Canadian author of gay romance fiction (born 1973)

Robert Joseph Greene (born January 11, 1973) is a Canadian author of gay romance fiction, best known for The Gay Icon Classics of the World, a collection of gay-themed love stories from over 12 different countries. Each story represents a culture and a people. The book was listed by PFLAG Canada as a recommended book in their "Books Worth Reading" section.

One of the short stories in the Gay Icon Classics collection is "Halo's Golden Circle", a tragic love story set in ancient Judea. Author and Jewish scholar Steven Greenberg remarked that it was a "beautiful story".

Greene is cousin to American Jazz vocalist Carmen McRae.

==Writing career==
Letters From Camp Rehoboth published an excerpt from "The Journey and the Jewels" in 2006. The Watermark, a weekly LGBT publication in Florida, gave kudos in their story which honored the writer.

Following the release of The Gay Icon Classics of the World II in 2012, a group of Russian students translated "The Blue Door", a story from the collection about a young Russian prince who comes out as gay, and used it as a protest against the "homosexual propaganda" laws enacted in Saint Petersburg. In 2013, Greene publicly stated that he had received death threats from readers in Russia over the story.

In June 2013, publishing group Weltbild, which was owned 100% by the Catholic Diocese of Germany, removed Greene's books from their stores. The reason given by Weltbild was that Greene's books did not conform to the company's "traditional values". The decision was criticized because the publisher at the same time kept more erotic heterosexual books in its inventory.

Greene's This High School Has Closets was a longlisted nominee for the Lambda Literary Awards in the 2012 young adult novels category.

In January 2014, Greene embarked on a lobbying campaign among ornithologists to get Merriam-Websters Dictionary to have a "Jabber of Jays" as an official term under bird groups.

In April 2015, Greene was a finalist for the 2015 Vancouver Pride Legacy Turquoise Award for the Arts.

→ Extracted information
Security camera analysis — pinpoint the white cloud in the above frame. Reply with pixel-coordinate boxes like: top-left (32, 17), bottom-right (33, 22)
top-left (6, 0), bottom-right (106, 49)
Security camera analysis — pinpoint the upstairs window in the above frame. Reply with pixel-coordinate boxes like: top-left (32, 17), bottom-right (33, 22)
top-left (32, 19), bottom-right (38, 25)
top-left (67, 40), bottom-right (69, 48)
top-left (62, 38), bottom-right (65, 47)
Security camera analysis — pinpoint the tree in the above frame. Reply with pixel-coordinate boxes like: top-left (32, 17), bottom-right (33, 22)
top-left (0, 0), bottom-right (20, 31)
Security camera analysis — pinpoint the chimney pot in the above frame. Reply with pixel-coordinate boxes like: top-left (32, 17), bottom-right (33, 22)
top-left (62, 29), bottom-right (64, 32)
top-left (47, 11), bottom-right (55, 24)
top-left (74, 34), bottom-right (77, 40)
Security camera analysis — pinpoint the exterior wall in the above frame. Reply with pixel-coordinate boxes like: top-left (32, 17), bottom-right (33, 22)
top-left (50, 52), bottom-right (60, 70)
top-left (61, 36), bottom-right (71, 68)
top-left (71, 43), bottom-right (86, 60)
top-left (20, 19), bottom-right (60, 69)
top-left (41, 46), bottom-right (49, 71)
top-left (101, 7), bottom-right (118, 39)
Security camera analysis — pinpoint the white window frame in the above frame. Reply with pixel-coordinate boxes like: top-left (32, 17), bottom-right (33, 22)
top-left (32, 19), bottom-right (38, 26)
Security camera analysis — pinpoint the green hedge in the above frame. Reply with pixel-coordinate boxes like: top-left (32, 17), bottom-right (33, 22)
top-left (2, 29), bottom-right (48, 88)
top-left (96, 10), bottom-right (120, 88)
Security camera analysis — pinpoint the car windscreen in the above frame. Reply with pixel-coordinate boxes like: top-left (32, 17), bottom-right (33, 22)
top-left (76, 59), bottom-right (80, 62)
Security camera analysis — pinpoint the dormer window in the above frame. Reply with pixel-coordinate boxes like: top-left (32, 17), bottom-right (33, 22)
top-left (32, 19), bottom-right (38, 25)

→ Tasks to carry out
**1)** In the biography of Robert Joseph Greene, which publishing group removed Greene's books from its stores in June 2013?
**2)** Continue the biography of Robert Joseph Greene, starting after its final sentence.

→ Responses in order
**1)** Weltbild

**2)**
==Canadian Broadcast Standards Council==
In February 2008, Greene filed a complaint with the Canadian Broadcast Standards Council (CBSC) against CKYE-FM and the Harjinder Thind Radio Show that aired on January 31, 2008. The complaint cited bias against the LGBT community. Greene also stated that the radio show allowed callers to make inaccurate statements against the LGBT Community and did not allow or invite any discussion for an opposing view. After a formal investigation, on October 23, 2008, the CBSC issued their decision and sided with Greene and found CKYE-FM and the Harjinder Thind Show in violation of the Canadian Human Rights Act and the Canadian Association of Broadcasters Code of Ethics, Clause 7. CKYE-FM and the Harjinder Thind Show were required to air the decision and correction both in Punjabi and English.

==Canadian Library Association==
In 2012, Greene's publisher found that librarians would not review This High School Has Closets because they might provoke negative reactions from the public. This prompted the Canadian Library Association to reiterate their policy towards LGBT inclusiveness that would apply to "freedom of expression".

==Works==
- The Gay Icon Classics of the World
- The Gay Icon Contemporary Short Stories
- This High School has Closets
- Crossover: Straight Men – Gay Encounters
- The Gay Icon Classics of the World II
- Would You Mind?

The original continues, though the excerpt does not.